** Short task **
Exactly reproduce the lines from the one holding "point: the white" through the final line of the listing below, with both ends included and nothing else.

----- Input material

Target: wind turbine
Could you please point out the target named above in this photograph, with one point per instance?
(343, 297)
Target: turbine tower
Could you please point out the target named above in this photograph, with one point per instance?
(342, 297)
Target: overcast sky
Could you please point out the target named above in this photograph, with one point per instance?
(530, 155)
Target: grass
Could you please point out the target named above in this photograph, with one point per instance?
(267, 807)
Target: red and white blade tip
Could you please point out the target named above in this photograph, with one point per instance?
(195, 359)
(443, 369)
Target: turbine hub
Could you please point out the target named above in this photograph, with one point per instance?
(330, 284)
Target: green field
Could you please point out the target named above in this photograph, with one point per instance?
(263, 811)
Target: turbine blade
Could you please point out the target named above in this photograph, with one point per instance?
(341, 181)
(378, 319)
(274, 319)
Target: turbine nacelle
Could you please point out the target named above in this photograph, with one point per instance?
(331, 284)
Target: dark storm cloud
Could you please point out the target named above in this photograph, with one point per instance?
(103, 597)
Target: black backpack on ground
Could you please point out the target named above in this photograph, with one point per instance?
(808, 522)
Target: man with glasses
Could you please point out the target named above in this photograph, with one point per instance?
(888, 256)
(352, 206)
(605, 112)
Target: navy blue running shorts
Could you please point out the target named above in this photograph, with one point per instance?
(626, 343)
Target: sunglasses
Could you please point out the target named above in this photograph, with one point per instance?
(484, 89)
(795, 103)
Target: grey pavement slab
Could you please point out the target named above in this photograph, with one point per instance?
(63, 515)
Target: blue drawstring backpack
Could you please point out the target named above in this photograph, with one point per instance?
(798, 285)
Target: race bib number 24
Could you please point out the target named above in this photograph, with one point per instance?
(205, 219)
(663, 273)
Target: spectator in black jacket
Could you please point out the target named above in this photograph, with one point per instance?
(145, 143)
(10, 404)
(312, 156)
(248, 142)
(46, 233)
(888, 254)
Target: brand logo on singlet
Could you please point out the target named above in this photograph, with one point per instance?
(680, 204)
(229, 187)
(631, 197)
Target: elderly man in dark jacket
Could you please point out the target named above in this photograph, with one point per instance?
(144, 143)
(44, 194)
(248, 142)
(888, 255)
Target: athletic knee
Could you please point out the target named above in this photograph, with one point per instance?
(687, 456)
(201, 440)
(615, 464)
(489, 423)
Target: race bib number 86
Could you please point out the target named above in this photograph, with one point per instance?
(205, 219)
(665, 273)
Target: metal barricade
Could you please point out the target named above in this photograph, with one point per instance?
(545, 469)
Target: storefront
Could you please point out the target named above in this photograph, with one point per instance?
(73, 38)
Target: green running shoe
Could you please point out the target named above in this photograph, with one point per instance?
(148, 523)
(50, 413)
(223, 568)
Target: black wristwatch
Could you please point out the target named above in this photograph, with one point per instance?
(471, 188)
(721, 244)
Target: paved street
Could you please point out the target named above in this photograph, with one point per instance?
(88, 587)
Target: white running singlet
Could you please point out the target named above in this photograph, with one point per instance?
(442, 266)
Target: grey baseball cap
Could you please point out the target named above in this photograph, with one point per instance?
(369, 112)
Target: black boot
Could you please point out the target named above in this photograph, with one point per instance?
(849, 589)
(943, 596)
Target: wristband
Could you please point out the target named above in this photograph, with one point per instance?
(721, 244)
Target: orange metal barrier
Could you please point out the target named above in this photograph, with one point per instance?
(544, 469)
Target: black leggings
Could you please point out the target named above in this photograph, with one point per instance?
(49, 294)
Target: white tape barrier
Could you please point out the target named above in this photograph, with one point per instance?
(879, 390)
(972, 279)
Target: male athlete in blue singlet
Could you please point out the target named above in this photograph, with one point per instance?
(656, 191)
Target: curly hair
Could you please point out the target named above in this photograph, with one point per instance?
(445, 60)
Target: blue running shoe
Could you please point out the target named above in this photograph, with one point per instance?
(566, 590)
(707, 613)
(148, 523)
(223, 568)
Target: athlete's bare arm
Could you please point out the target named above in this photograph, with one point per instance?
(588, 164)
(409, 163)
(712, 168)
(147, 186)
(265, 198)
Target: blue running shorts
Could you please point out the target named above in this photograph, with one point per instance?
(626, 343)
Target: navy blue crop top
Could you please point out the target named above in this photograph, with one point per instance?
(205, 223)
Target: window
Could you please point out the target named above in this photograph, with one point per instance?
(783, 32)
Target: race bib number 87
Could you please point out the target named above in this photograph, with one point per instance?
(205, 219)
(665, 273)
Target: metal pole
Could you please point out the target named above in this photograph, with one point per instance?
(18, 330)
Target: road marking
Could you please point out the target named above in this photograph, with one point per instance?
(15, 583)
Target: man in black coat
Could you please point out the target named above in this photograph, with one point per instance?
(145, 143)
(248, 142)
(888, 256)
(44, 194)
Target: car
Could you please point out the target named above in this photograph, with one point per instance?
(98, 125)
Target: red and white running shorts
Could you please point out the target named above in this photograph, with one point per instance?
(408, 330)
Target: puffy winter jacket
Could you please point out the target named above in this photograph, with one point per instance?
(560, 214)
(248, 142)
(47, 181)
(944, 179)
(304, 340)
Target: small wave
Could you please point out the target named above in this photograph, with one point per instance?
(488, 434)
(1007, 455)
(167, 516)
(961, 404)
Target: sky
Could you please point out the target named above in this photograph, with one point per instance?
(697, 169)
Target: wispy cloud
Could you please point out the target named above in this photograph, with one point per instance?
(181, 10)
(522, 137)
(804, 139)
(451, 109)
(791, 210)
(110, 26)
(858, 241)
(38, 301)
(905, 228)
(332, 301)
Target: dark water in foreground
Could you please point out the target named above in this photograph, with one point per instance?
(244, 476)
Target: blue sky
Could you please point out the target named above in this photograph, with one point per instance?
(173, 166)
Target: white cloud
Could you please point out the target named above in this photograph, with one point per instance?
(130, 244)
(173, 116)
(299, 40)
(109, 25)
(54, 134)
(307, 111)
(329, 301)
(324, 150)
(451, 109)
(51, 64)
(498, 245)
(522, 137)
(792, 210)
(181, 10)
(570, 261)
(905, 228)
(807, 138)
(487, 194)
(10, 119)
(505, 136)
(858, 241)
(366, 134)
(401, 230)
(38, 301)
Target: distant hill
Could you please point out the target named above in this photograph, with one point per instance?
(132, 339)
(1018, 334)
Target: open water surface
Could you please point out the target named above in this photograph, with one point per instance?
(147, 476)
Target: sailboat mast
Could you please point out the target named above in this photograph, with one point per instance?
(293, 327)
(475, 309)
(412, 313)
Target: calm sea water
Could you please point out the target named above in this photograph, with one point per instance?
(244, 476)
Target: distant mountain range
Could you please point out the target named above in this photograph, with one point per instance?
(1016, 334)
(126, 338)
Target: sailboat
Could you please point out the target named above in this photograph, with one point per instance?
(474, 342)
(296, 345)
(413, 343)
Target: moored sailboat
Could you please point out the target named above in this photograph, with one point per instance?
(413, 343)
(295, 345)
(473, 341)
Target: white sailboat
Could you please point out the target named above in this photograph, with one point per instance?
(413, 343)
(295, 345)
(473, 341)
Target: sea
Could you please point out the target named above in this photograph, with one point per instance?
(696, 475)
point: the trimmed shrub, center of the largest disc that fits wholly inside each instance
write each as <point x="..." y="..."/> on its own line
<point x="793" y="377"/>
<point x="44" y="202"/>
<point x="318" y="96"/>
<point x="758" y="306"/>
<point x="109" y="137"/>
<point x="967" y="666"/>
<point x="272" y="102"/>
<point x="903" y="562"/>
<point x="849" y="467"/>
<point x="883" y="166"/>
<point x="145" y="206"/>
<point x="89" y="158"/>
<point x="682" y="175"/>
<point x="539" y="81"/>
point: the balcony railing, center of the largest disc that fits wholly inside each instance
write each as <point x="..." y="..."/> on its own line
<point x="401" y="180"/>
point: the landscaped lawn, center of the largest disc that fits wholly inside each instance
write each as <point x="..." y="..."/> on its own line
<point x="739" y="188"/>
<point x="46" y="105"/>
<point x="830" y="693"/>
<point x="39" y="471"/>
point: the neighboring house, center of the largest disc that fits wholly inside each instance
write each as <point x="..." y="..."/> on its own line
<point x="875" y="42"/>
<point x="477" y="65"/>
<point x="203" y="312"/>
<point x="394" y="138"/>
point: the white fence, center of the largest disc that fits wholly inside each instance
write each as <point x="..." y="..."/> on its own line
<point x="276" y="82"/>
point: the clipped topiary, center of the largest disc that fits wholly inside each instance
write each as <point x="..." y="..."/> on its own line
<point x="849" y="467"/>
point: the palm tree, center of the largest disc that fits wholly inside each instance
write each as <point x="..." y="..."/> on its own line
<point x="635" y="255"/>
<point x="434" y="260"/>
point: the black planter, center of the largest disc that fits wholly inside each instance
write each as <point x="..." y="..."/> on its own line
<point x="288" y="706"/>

----------

** Answer for this exercise **
point: the white fence, center of the largest disc that fits wholly inside each instance
write each as <point x="..." y="..."/> on its own line
<point x="276" y="82"/>
point: the clipped topiary, center of the largest disc that fits wholly inside each instance
write each as <point x="..." y="..."/> on its own line
<point x="849" y="467"/>
point: the palm tree, center of the largest disc that fits wholly inside each instance
write each as <point x="..." y="..."/> on its own line
<point x="635" y="255"/>
<point x="434" y="260"/>
point: the black planter, center of the largest disc that fits wholly inside each instance
write each as <point x="..." y="..."/> on its own line
<point x="288" y="706"/>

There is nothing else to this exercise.